-------- EXCERPT TO READ --------

Rent and Property in Land.—This is the last topic we shall mention. The absolute necessity of property in land, in order that the soil should be cultivated, (that is, under any condition in which humanity has hitherto presented itself,) is a palpable truism. Yet property in land leads to the exaction of rent—leads to the same division which we have seen marked out by so many laws between two classes of society—those who may enjoy leisure, and those who must submit to labour; classes which are generally distinguished as the rich and poor, never, we may observe in passing, as the happy and unhappy, for leisure may be as great a curse as labour.

It is true that large estates in land exist before corresponding accumulations of capital have been made in commerce, for land is often seized by the mere right of conquest; but still these large possessions would certainly arise as a nation increased its wealth. The man who has cultivated land successfully will add field to field; and he who has gained a large sum of money by commerce, or manufacture, will purchase land with it. The fact therefore, that, in the early period of a nation's history, the soil has been usurped by conquest, or by the sheer right of the strongest, interferes not at all with the real nature of that property; as, independently of this accident of conquest, land would have become portioned in the same unequal manner by the operation of purely economical causes. Just in the same way, the fact that warlike nations have subjected their captives to slavery—imposed the labours of life on slaves—cannot be said to have had any influence in originating the existence, at the present time, of a class of working people.

-------- DATA LISTING --------

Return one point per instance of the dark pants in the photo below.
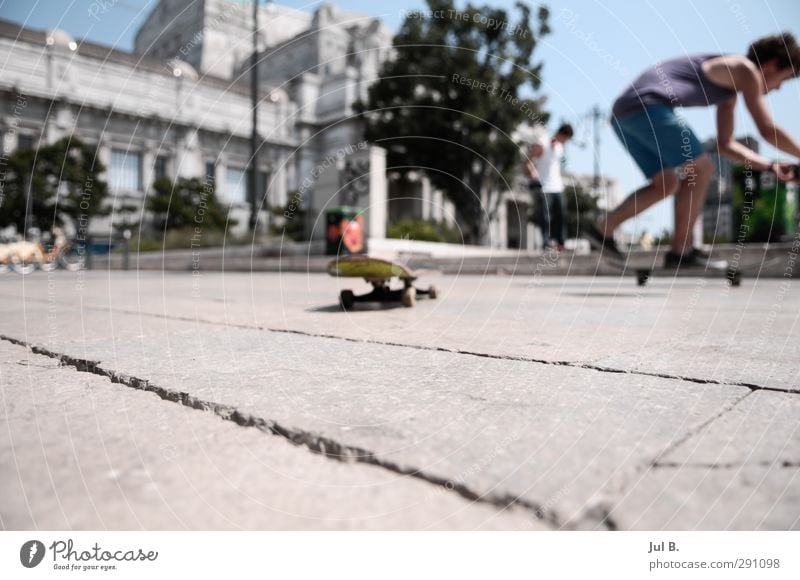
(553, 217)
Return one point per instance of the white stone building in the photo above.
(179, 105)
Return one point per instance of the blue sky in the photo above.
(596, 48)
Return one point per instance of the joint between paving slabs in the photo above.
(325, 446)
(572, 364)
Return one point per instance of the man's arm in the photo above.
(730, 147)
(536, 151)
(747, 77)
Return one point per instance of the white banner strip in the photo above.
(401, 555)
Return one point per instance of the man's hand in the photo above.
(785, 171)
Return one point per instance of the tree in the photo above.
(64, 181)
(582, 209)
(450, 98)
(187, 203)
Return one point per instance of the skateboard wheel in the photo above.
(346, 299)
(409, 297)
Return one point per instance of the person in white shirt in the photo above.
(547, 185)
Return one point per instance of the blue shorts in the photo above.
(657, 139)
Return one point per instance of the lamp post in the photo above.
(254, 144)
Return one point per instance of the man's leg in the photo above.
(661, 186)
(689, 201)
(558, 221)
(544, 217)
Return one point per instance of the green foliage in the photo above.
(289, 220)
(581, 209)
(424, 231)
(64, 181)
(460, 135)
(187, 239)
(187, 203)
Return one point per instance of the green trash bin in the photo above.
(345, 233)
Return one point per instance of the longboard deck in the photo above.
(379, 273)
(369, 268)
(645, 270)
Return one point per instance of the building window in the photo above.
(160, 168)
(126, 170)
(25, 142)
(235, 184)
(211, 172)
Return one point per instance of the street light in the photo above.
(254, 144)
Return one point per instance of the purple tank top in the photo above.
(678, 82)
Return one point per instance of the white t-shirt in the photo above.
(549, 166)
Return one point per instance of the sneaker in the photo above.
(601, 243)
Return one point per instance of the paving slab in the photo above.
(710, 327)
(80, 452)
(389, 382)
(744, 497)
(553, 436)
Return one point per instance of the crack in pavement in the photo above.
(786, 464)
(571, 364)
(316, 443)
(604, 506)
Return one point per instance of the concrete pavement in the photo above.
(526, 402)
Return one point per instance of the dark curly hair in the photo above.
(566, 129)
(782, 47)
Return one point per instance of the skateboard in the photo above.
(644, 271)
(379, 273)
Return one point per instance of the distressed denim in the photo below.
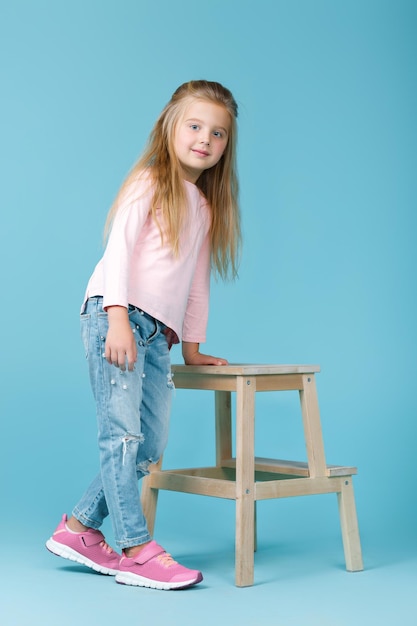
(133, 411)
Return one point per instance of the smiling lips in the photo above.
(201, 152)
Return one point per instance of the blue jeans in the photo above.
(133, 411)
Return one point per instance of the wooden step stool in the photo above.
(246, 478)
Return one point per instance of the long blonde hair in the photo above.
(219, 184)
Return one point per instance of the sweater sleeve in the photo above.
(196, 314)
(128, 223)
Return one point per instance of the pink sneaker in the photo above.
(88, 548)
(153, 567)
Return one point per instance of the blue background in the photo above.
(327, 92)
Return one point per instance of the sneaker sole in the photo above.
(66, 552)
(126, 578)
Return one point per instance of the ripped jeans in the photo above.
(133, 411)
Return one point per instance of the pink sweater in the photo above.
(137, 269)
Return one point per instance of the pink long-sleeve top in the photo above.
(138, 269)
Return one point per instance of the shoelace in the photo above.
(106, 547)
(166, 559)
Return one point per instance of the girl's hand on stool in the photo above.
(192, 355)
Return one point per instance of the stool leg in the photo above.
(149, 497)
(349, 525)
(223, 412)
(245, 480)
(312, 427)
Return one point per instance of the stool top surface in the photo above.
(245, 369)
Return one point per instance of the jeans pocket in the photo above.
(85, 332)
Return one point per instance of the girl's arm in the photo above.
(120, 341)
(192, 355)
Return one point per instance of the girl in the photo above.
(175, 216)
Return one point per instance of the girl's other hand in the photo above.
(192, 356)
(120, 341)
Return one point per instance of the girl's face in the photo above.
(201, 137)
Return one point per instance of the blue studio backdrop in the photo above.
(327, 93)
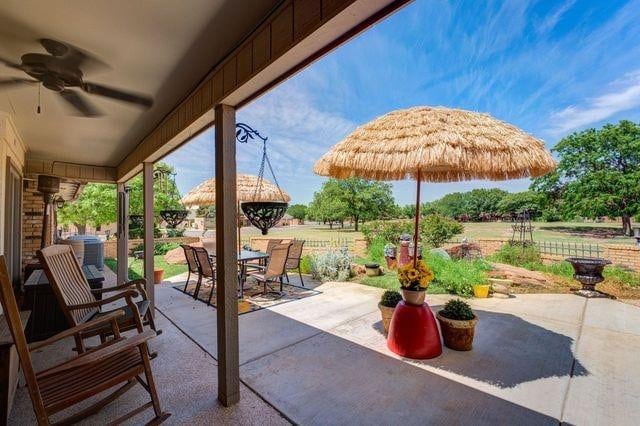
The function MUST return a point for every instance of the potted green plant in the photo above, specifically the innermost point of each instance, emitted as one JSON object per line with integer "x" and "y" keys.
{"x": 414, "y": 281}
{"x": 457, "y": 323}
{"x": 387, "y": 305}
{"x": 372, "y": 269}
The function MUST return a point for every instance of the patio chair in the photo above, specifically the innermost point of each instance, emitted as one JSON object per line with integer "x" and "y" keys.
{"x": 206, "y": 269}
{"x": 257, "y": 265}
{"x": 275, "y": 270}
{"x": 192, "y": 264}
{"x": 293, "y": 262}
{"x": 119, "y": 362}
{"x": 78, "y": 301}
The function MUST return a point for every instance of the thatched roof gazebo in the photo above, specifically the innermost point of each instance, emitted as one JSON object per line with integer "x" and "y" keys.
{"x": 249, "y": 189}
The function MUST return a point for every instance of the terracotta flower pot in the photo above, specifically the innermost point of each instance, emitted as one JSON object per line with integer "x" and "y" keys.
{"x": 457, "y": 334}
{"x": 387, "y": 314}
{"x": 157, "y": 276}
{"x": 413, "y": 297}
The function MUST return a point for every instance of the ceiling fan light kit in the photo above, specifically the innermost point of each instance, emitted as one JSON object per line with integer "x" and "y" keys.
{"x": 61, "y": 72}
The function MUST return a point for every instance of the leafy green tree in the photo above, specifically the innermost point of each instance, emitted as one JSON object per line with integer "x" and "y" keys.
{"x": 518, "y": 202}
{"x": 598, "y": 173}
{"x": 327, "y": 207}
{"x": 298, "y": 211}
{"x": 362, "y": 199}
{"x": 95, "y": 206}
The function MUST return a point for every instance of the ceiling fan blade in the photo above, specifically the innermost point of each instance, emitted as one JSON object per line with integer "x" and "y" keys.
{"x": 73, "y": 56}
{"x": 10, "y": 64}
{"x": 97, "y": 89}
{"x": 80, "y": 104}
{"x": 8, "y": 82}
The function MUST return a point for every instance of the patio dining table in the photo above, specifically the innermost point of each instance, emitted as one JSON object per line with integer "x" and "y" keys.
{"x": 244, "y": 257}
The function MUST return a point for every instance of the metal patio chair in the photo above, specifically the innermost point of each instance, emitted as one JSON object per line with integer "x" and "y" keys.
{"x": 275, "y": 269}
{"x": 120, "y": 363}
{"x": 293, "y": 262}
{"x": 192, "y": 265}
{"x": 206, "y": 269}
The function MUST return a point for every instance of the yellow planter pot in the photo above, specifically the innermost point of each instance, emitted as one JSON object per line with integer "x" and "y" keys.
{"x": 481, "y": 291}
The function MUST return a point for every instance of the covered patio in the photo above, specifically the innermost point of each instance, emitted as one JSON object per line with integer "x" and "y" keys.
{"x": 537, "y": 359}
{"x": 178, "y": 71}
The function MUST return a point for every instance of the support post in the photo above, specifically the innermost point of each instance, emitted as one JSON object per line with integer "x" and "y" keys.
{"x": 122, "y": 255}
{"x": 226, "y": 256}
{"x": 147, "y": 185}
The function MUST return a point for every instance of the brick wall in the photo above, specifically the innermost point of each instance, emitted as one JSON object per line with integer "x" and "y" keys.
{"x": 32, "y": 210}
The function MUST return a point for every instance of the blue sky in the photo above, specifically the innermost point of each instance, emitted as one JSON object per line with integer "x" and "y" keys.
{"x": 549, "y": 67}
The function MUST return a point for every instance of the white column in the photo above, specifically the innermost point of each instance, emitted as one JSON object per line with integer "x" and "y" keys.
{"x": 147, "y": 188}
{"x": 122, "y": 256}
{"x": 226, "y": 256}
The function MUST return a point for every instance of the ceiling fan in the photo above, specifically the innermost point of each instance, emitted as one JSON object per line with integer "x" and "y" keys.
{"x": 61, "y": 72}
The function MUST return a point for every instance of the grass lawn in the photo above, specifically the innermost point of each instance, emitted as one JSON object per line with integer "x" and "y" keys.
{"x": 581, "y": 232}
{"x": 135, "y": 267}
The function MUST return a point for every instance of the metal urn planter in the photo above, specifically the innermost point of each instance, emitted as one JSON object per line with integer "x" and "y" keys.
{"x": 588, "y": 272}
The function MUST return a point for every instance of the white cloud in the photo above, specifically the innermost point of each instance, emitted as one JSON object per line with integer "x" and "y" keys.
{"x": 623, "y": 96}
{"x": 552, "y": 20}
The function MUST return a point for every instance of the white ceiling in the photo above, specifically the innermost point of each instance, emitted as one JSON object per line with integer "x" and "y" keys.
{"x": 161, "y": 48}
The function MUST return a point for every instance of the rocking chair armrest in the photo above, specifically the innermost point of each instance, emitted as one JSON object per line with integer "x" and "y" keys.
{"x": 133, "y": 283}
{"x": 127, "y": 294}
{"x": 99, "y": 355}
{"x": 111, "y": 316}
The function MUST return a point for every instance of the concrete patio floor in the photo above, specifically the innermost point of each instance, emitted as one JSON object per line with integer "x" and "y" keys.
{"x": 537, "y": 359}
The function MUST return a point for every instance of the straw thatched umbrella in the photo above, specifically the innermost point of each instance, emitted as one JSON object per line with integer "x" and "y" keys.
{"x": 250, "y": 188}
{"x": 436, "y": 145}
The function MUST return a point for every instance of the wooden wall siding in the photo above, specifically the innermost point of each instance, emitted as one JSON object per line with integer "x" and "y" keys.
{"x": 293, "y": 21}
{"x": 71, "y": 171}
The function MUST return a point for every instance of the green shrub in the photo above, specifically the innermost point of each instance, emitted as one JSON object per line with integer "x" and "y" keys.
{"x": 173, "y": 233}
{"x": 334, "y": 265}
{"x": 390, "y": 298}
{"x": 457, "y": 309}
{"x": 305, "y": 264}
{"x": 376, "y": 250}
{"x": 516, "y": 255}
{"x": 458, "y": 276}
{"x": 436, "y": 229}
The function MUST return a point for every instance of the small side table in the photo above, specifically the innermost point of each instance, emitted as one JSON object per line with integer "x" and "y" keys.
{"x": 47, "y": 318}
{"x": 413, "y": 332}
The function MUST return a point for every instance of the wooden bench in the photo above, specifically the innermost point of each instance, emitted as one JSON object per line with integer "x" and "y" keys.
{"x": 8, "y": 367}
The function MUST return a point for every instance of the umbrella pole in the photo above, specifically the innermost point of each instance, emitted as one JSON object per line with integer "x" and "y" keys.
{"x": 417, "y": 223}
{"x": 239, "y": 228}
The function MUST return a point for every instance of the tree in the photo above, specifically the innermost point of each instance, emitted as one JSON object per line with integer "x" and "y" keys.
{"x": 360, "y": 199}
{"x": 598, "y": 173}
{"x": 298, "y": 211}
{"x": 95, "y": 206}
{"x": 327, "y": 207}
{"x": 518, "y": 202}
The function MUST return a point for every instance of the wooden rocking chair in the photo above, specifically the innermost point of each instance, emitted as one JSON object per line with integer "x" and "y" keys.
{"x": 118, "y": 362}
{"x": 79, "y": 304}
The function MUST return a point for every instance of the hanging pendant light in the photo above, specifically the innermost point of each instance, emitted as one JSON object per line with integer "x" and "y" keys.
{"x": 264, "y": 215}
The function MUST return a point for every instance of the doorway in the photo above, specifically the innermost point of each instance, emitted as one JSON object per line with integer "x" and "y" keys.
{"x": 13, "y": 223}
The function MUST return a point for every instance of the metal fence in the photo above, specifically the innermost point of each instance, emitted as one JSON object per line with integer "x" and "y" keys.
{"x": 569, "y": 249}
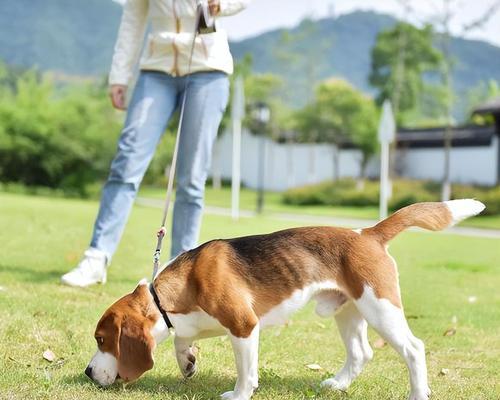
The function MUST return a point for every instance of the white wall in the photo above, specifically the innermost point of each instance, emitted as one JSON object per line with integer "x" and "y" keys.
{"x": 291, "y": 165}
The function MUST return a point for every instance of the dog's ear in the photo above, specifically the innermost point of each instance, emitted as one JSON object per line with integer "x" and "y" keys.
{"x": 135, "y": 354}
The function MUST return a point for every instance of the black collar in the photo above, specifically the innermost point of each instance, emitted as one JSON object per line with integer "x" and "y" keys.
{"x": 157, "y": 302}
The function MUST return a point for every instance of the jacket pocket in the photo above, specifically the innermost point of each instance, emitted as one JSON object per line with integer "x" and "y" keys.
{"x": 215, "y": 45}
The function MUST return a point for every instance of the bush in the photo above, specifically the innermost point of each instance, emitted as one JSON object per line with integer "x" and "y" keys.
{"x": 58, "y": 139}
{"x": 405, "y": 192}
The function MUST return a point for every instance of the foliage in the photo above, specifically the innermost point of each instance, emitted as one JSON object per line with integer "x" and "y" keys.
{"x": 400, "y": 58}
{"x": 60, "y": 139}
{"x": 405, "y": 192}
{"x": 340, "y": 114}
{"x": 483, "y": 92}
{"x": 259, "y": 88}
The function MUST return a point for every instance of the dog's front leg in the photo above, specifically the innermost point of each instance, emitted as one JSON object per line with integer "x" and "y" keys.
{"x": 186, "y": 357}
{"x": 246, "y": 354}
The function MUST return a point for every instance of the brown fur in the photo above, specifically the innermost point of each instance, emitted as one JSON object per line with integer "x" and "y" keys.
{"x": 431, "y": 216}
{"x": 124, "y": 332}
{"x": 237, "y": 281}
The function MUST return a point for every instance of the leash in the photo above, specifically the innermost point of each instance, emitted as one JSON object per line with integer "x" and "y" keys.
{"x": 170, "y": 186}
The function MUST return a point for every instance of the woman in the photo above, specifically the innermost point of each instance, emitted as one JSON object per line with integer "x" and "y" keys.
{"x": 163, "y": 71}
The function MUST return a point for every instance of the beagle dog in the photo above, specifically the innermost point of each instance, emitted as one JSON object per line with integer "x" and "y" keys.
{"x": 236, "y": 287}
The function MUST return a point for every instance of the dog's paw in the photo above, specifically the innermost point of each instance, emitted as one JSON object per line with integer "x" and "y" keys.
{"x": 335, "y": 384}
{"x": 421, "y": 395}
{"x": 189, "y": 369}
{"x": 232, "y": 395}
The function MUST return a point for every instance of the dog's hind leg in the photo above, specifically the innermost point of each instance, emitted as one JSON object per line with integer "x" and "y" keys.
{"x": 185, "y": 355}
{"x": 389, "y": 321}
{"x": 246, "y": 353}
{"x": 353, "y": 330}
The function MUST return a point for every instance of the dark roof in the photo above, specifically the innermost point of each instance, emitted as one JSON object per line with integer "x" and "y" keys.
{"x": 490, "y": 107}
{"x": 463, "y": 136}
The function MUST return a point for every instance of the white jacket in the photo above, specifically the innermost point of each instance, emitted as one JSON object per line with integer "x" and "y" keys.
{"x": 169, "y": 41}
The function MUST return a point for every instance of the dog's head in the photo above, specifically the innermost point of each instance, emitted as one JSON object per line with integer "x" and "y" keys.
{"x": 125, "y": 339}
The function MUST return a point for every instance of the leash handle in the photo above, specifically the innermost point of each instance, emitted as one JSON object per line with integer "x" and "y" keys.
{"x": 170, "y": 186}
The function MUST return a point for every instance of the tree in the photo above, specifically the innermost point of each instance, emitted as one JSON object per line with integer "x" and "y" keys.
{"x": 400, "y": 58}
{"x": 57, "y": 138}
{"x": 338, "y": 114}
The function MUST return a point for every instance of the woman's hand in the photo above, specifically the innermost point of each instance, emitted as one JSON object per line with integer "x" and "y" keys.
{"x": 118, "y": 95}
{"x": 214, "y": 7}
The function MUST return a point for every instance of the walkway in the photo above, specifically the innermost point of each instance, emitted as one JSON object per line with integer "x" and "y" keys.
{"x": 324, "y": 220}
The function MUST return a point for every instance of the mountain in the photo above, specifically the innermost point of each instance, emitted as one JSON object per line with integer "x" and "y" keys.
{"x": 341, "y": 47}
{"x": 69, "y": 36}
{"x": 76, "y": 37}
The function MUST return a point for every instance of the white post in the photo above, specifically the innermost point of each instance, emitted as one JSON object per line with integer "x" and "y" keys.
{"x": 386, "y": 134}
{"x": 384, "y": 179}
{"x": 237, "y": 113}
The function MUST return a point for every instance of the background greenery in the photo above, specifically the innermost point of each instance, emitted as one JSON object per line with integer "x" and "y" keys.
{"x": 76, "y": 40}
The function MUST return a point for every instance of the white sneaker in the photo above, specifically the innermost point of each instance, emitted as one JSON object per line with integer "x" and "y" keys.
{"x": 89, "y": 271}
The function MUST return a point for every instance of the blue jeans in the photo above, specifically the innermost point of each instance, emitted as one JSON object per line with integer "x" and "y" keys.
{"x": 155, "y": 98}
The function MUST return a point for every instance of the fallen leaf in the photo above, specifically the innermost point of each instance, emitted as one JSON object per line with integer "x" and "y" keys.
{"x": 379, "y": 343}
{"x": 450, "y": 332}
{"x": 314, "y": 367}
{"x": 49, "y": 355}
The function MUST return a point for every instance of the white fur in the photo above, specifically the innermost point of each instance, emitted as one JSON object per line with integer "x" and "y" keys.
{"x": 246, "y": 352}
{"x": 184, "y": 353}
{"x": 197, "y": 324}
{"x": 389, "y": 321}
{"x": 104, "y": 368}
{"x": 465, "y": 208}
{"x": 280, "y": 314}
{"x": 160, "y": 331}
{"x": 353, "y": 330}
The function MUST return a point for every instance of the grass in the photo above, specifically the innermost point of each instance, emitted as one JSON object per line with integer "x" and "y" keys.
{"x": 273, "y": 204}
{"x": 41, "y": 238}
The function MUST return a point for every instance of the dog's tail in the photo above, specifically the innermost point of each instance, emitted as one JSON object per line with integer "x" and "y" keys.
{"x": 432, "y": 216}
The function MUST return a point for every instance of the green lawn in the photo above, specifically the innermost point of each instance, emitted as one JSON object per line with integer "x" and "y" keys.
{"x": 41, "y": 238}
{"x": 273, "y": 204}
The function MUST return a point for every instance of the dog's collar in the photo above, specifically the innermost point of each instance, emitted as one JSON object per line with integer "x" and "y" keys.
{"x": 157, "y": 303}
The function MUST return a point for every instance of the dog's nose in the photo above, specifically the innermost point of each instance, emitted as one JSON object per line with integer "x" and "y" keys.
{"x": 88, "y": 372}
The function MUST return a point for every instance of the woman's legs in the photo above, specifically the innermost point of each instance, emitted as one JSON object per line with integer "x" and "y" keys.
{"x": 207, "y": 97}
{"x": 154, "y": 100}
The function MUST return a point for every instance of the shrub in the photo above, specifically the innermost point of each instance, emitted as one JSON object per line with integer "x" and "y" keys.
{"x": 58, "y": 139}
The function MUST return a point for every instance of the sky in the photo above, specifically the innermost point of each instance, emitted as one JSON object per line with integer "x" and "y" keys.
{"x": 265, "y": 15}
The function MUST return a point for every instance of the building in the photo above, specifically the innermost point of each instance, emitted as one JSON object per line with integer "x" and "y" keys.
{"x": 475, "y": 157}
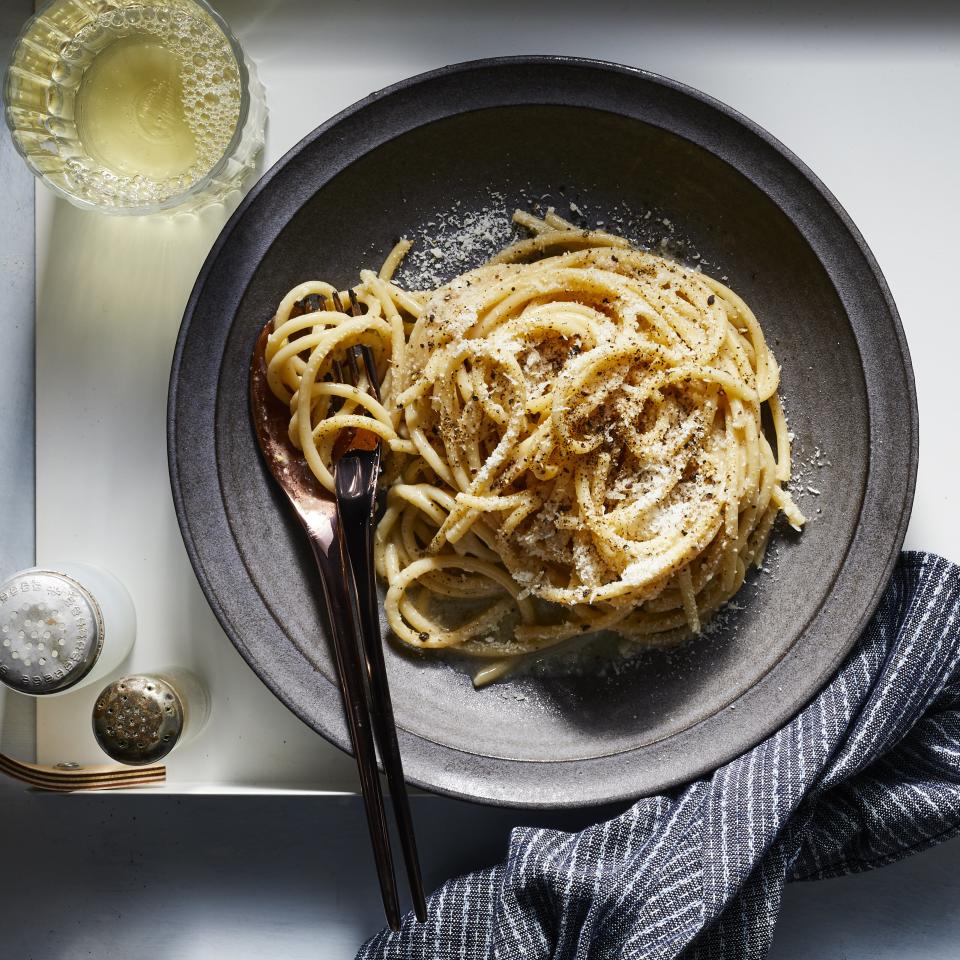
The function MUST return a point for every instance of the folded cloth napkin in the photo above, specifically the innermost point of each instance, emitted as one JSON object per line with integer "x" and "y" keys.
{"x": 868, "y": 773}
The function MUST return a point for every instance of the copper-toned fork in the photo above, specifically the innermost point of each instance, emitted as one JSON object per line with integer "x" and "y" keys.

--------

TASK DESCRIPTION:
Continue the passage on rent and property in land above from the point where it stops, in the same style.

EXERCISE OUTPUT:
Thus every law of political economy, having, as it were, its two poles, upwards and downwards, helps to erect our pyramid. Religion, education, charity, permeate the whole mass, and labour to rectify the apparent injustice of fortune. Admirable is their influence: but yet we cannot build on any other model than this.

"Nay, but we can!" exclaim the Communists; and forthwith they project a complete demolition of the old pyramid, and the erection of a series of parallelogram palaces, all level with the earth, and palace every inch of them.

We have said that M. Prudhon is a formidable adversary of these Communists—the more formidable from the having himself no great attachment to "things as they are." His exposition of the manifold absurdities and self-contradictions into which they fall, may possibly render good service to his countrymen. Especially we were glad to see, that on the subject of marriage he is quite sound. No one could more distinctly perceive, or more forcibly state, the intimate connexion that lies between property and marriage. "Mais, c'est surtout dans la famille que se decouvre le sens profond de la propriÉtÉ. La famille et la propriÉtÉ marchent de front, appuyÉes l'une sur l'autre, n'ayant l'une et l'autre de signification, et de valeur, que par le rapport qui les unit. Avec la propriÉtÉ commence le rÔle de la femme. Le mÉnage—cette chose toute idÉale, et que l'on s'efforce en vain de rendre ridicule—le mÉnage est le royaume de la femme, le monument de la famille. Otez le mÉnage, otez cette pierre du foyer, centre d'attraction des Époux, il reste des couples, il n'y a plus de familles."—(Vol. ii. 253.)

In this country, happily, it would be superfluous—a mere slaying of the slain—to expose the folly of these Utopias. Utopias indeed!—that would deprive men of personal liberty, of domestic affection, of everything that is most valued in life, to shut them up in a strange building which is to be palace, prison, and workhouse, all in one; which must have a good deal of the workhouse, if it has anything of the palace, and will probably have more of the prison in it than either.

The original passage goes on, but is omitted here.